-- START INFORMATION SHOWN --

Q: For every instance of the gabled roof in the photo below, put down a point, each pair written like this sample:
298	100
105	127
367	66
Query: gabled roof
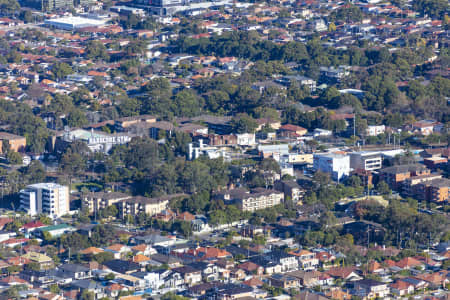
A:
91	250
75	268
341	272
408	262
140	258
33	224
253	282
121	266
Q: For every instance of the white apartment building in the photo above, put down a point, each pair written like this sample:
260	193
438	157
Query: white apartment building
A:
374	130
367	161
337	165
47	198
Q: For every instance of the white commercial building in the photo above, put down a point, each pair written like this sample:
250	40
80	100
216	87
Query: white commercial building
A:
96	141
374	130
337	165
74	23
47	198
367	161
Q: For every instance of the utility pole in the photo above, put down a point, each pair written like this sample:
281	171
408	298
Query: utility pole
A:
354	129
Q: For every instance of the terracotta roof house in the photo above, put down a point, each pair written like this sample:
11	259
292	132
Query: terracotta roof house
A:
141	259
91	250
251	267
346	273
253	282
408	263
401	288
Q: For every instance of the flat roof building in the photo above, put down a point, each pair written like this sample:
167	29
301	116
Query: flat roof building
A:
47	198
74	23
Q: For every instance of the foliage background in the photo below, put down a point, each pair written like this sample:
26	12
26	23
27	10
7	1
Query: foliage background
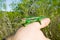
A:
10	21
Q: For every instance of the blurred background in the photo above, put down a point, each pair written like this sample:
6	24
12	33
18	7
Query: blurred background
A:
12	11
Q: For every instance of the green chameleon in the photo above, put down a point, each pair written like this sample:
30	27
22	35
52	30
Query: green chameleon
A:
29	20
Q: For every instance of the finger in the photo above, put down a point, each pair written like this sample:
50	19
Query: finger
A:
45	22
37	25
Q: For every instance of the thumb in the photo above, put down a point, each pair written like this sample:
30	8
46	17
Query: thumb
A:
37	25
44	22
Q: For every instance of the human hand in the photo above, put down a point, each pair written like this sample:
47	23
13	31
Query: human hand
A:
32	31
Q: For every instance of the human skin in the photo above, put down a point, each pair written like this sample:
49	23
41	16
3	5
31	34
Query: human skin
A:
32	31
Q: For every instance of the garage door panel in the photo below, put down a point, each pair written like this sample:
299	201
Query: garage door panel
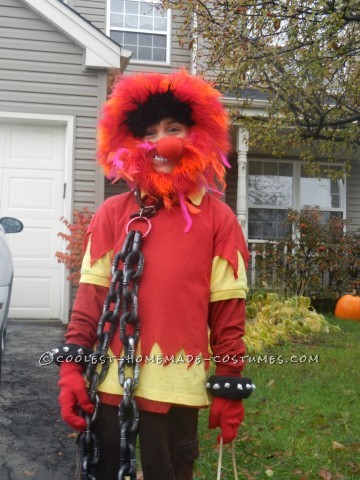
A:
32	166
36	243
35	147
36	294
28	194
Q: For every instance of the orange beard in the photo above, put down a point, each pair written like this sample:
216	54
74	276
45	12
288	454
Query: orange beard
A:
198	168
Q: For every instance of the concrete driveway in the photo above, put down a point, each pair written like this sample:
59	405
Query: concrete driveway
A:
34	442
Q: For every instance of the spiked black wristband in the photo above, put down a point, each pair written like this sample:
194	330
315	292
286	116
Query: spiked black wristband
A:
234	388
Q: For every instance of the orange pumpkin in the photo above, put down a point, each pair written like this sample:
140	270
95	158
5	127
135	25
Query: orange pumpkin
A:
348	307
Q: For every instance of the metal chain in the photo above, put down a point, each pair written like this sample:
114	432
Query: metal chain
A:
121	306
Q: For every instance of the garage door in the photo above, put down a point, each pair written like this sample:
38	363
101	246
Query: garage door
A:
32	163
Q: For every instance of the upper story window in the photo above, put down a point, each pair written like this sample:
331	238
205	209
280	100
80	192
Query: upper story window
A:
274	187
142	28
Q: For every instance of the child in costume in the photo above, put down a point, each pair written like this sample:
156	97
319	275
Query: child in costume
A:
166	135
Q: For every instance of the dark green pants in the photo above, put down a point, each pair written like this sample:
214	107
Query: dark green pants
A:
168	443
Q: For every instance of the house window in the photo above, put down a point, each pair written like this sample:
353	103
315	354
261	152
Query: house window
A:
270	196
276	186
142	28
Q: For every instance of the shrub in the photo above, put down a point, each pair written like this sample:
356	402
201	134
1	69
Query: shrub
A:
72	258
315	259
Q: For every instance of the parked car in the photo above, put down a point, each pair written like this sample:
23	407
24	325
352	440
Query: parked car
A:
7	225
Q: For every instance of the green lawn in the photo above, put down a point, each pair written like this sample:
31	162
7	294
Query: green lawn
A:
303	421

-- END INFORMATION SHOWN --

▶ [EXERCISE OBJECTIVE]: Render the records, from the line containing "Q: For every instance of the metal" through the end of the records, as a Markdown table with the columns No. and Line. Give one row per line, number the rows in order, and leave out blank lines.

▶ [CORRECT ANSWER]:
| No. | Line |
|---|---|
| 1 | Q: For every instance of the metal chain in the photo above, put down a point, each pair written like this sample: |
| 2 | 114	432 |
| 3 | Query: metal chain |
| 4 | A: |
| 5 | 121	306 |
| 6 | Q: For every instance of the garage door in the photo above, put down a point, each pair written like this sample: |
| 7 | 38	363 |
| 8 | 101	246 |
| 9 | Query: garage door |
| 10 | A: |
| 11 | 32	163 |
| 12 | Q: For every instance of the upper story window in the photo above, put down a point, each pair written like this sample: |
| 13 | 331	238 |
| 14 | 205	209 |
| 15 | 280	100 |
| 16 | 80	192 |
| 17 | Query: upper story window |
| 18 | A: |
| 19 | 274	187 |
| 20 | 142	28 |
| 21 | Q: For every instance of the child in costume in the photo above, put down a point, each pair written like this sample: |
| 22 | 156	97 |
| 23 | 319	275 |
| 24 | Query: child in costume |
| 25 | A: |
| 26 | 166	135 |
| 27 | Q: For every instance of the dark green pants in the photo above, put down a point, each pair written like this sample: |
| 28 | 214	107 |
| 29 | Query: dark green pants |
| 30 | A: |
| 31 | 168	443 |
| 32 | Q: For every instance of the house window in the photo above, put down a point, each pair written like this sample: |
| 33 | 353	103 |
| 34 | 315	354 |
| 35 | 261	152 |
| 36 | Query: house window |
| 37 | A: |
| 38 | 270	196 |
| 39 | 276	186 |
| 40 | 142	28 |
| 41 | Q: For every instance of the shrub in the photo above, put down a point, each pair written like this sample: |
| 42 | 356	402 |
| 43 | 201	134 |
| 44 | 1	69 |
| 45 | Query: shrub |
| 46 | A: |
| 47 | 72	258 |
| 48 | 315	259 |
| 49 | Q: For every instance of the parked car in the photo above, put down a point, each pair written like this sample: |
| 50 | 23	407 |
| 51 | 24	325 |
| 52 | 352	440 |
| 53 | Query: parked car |
| 54 | A: |
| 55 | 7	225 |
| 56 | Q: For every instance of the green lawn in the photo above, put down a point, each pair written like this sample: |
| 57 | 31	162 |
| 58 | 7	294 |
| 59 | Query: green lawn |
| 60 | A: |
| 61 | 303	421 |